:: WHAT IS BEING ASKED ::
Look through the records below, and copy out every line that holds the string "bird".

:: DATA SHOWN ::

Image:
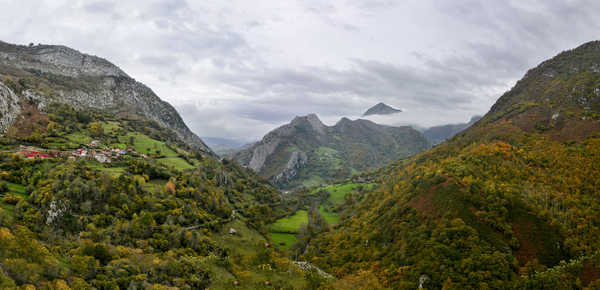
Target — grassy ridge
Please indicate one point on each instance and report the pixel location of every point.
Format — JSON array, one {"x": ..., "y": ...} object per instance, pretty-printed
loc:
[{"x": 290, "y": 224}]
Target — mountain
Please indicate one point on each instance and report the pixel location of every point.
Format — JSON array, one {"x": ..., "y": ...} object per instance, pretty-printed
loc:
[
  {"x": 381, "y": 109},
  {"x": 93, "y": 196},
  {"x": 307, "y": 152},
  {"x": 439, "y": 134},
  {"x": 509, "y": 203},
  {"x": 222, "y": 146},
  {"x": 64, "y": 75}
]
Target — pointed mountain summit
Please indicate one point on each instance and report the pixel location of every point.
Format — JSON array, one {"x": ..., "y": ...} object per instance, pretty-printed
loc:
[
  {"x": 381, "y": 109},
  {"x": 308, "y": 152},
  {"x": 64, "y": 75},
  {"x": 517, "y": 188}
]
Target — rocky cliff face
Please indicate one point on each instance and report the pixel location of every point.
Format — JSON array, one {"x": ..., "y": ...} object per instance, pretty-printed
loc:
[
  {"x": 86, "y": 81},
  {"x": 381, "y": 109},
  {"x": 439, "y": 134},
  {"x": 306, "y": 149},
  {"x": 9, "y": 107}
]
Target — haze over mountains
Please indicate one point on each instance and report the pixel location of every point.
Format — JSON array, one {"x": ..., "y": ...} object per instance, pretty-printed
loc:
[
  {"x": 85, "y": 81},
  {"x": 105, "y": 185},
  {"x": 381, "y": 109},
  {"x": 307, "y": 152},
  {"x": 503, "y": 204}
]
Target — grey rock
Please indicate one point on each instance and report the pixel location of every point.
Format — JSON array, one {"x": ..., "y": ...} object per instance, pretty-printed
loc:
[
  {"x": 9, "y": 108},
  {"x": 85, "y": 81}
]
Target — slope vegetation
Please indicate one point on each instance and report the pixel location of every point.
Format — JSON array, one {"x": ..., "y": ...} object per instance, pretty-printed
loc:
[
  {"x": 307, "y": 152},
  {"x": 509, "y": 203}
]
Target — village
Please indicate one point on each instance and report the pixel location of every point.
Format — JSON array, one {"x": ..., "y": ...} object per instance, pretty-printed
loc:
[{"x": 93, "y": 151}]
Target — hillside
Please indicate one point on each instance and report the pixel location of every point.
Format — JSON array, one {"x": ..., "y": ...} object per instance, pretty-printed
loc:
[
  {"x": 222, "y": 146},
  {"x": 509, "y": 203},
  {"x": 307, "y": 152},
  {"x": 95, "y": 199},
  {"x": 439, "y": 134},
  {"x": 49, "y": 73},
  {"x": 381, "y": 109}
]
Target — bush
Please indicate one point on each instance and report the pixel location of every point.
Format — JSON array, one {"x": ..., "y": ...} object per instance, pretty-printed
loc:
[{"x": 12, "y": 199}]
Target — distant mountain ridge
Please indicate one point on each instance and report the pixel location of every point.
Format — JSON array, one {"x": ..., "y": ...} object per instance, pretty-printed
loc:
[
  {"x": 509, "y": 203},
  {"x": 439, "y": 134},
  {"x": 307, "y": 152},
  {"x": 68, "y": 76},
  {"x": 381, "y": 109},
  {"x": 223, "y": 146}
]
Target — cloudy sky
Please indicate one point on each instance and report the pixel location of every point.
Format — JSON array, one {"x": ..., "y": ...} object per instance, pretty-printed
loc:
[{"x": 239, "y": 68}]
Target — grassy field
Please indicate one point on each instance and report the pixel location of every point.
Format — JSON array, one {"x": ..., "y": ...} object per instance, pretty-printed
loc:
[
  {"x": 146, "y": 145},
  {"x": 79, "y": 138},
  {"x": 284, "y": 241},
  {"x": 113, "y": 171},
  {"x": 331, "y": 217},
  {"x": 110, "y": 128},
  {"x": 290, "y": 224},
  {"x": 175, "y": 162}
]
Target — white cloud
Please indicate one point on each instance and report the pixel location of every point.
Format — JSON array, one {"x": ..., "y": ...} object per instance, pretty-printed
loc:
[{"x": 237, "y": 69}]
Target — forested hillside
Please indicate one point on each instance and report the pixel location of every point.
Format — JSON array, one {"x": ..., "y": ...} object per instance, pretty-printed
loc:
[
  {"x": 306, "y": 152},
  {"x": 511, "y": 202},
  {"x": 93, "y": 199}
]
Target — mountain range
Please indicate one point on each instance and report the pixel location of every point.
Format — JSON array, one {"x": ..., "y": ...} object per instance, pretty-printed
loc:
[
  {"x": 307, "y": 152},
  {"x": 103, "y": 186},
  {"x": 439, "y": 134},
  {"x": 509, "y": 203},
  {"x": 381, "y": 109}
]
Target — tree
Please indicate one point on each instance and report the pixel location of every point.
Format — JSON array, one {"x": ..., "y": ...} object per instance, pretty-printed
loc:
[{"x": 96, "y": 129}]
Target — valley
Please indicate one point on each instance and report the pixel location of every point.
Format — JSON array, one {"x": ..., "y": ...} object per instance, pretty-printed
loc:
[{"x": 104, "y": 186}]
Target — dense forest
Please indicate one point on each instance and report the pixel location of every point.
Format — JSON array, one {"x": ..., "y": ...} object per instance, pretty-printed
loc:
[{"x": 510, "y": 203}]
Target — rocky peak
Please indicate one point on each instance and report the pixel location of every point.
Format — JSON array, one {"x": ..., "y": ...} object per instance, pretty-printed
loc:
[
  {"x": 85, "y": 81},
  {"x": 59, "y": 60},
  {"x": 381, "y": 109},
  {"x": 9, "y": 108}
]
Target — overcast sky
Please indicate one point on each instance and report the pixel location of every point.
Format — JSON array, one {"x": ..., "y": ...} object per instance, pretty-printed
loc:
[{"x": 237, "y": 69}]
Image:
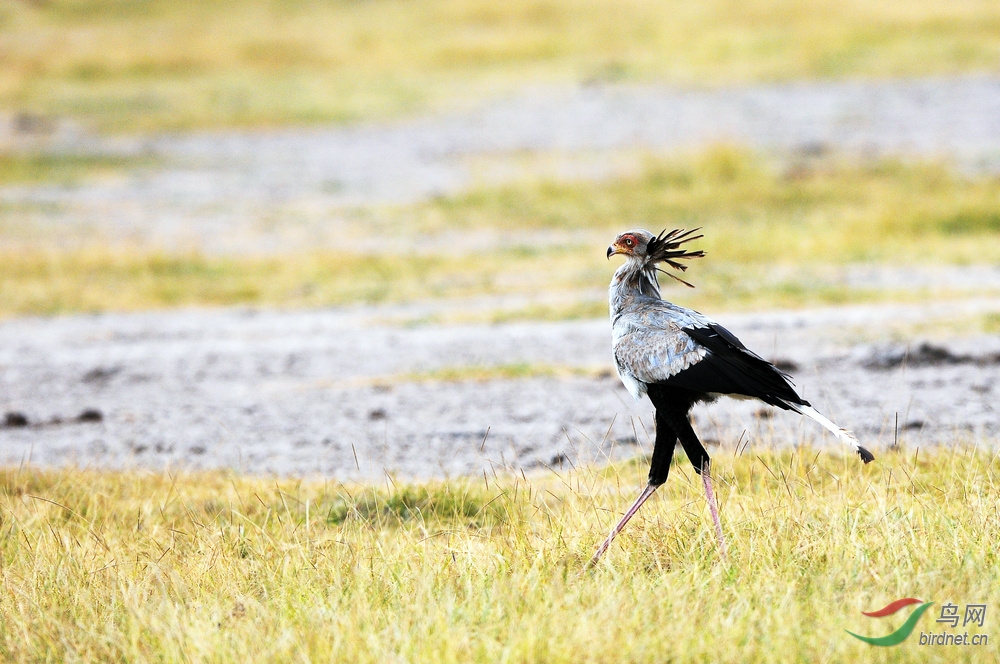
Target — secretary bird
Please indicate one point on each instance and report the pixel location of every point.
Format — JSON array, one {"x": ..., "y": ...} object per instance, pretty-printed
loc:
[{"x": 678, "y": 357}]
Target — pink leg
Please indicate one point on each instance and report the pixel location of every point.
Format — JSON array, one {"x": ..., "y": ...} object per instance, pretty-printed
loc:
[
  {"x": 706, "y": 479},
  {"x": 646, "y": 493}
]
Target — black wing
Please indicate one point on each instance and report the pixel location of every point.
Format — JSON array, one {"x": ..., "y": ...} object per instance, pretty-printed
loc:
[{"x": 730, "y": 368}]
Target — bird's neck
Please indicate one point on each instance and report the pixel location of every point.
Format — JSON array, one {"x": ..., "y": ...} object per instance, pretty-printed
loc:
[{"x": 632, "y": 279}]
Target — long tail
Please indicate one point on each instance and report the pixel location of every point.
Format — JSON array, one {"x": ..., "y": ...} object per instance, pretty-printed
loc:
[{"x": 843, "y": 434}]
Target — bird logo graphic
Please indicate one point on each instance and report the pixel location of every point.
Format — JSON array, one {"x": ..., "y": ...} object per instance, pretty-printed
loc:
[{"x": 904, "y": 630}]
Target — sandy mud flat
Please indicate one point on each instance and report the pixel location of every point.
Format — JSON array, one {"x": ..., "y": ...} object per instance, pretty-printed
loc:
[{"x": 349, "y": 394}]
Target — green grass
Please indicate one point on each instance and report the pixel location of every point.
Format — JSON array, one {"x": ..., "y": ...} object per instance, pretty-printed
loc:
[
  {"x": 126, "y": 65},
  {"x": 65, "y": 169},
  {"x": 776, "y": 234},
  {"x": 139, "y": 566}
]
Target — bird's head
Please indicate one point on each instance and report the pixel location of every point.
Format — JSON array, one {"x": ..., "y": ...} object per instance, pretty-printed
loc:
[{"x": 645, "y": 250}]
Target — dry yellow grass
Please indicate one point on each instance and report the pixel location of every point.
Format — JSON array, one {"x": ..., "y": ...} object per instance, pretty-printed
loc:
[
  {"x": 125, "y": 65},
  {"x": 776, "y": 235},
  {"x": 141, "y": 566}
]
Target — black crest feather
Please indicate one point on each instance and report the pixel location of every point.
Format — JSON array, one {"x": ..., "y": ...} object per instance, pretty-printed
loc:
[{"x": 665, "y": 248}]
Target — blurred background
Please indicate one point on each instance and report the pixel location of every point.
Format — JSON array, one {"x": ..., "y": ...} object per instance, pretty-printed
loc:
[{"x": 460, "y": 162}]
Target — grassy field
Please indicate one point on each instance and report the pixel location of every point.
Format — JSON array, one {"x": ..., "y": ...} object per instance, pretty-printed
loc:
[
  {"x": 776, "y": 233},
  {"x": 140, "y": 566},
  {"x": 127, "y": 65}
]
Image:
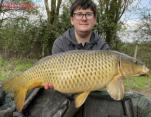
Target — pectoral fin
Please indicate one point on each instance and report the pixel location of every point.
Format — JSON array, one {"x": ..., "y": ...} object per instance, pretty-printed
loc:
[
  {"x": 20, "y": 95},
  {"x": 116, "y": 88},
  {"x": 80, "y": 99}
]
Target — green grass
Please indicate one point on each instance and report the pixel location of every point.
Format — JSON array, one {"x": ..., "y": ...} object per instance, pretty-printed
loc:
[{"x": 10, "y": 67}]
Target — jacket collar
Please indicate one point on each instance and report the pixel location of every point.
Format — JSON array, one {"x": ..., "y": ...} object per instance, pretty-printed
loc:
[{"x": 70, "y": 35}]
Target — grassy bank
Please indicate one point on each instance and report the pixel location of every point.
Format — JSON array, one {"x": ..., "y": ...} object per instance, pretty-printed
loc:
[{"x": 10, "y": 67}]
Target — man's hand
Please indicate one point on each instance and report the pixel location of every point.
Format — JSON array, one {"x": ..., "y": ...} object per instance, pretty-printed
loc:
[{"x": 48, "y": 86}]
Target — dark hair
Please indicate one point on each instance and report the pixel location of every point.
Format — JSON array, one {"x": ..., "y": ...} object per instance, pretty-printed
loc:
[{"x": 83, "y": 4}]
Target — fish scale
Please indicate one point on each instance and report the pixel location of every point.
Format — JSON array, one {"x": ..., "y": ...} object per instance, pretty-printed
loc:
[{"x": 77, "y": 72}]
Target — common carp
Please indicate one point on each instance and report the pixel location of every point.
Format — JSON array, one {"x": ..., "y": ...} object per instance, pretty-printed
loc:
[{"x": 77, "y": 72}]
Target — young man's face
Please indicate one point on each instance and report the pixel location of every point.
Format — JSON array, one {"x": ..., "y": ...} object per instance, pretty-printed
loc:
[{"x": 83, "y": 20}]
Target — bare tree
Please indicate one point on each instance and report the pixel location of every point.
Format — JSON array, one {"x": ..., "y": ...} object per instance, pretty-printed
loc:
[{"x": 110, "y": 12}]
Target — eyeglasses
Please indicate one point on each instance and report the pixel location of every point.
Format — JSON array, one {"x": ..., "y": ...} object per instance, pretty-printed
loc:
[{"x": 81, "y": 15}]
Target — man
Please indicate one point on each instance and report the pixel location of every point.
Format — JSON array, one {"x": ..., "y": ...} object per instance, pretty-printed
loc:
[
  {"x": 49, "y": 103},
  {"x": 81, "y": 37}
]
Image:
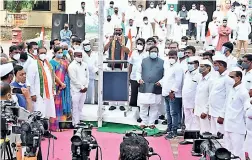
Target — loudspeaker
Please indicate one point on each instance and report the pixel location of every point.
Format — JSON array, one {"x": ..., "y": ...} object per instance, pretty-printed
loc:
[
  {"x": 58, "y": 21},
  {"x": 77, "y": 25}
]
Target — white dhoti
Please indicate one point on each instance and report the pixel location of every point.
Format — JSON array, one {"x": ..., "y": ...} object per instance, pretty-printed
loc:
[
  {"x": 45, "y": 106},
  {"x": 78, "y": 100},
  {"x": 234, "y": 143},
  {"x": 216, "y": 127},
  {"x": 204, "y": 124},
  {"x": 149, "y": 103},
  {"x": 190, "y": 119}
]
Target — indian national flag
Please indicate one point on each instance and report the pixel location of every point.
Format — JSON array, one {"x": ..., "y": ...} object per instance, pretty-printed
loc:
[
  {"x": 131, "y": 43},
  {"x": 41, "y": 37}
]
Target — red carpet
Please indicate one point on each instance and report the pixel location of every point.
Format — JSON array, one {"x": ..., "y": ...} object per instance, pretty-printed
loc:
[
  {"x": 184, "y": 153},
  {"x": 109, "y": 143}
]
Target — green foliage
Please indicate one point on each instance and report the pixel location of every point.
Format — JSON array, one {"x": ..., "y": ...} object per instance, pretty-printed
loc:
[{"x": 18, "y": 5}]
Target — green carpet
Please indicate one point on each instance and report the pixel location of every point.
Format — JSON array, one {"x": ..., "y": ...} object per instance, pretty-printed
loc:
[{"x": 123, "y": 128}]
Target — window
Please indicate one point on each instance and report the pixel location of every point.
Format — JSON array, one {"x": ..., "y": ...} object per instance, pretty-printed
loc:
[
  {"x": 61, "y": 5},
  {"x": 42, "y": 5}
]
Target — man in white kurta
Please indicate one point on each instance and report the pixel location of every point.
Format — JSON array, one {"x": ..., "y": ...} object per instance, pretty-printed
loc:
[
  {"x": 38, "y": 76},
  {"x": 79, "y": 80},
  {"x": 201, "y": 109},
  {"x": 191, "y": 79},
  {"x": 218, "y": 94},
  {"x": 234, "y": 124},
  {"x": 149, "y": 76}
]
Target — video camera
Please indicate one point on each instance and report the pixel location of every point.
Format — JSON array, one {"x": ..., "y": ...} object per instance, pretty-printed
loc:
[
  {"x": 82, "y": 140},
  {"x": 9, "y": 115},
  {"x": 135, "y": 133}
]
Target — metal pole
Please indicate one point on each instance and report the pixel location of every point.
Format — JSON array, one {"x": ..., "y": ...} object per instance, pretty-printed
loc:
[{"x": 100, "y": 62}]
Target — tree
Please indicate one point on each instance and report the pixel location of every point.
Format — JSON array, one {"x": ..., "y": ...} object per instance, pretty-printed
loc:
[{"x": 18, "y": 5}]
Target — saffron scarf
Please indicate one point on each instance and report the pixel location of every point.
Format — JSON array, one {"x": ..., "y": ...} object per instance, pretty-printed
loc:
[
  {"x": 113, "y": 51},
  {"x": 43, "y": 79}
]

:: RESPONSE TO THIS EXERCISE ::
Target — secretary bird
Target — bird's neck
Target — bird logo graphic
Target — bird's head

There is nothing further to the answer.